_Dataset entries_

* * * * * * * * *

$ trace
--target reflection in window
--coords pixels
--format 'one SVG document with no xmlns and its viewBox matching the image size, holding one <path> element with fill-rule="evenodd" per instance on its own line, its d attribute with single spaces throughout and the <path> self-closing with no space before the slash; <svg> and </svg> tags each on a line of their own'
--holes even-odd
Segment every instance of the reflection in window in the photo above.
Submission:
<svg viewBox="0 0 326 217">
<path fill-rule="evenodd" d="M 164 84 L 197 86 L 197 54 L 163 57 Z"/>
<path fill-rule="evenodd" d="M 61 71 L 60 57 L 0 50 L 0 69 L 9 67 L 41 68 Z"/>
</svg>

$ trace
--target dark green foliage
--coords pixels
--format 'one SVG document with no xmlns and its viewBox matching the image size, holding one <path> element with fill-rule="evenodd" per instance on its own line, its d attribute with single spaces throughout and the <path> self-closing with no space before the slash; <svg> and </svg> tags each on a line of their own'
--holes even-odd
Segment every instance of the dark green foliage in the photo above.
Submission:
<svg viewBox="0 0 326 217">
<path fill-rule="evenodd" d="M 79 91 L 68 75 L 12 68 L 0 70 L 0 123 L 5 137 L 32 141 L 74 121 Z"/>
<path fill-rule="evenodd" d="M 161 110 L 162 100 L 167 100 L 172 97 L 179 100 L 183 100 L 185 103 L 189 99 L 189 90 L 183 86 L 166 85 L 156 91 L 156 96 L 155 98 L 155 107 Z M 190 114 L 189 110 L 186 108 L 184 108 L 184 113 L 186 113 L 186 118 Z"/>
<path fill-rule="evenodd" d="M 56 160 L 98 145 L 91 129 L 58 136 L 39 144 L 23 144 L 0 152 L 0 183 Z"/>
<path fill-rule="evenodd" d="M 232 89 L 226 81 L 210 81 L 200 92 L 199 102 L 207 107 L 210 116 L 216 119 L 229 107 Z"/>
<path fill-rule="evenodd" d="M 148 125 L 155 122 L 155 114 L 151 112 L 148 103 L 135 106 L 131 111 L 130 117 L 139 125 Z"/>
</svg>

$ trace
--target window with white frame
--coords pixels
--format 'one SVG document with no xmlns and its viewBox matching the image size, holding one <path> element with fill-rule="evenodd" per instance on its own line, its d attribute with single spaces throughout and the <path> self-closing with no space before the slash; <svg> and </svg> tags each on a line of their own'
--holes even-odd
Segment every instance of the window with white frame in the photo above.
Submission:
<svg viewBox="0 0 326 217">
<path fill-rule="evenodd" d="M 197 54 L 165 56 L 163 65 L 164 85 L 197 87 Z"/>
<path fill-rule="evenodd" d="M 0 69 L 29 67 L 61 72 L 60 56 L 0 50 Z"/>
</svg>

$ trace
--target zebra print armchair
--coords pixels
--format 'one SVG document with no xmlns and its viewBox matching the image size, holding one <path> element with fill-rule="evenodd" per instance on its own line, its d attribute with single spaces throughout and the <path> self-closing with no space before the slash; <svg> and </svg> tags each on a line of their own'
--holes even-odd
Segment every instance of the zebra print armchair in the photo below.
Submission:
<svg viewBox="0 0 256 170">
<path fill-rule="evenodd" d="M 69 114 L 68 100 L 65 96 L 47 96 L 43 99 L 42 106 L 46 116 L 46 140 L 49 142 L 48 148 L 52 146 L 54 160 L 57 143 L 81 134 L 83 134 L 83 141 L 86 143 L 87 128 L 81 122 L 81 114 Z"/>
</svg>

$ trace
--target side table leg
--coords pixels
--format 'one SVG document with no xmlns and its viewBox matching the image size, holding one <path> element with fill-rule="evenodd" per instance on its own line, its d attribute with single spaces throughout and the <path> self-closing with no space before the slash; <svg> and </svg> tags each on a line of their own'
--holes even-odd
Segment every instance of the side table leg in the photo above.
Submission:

* * * * * * * * *

_Work to complete_
Could you collect every line of the listing above that contains the string "print" and copy each one out in full?

_Output_
--target zebra print armchair
Segment every instance of the zebra print armchair in the photo below.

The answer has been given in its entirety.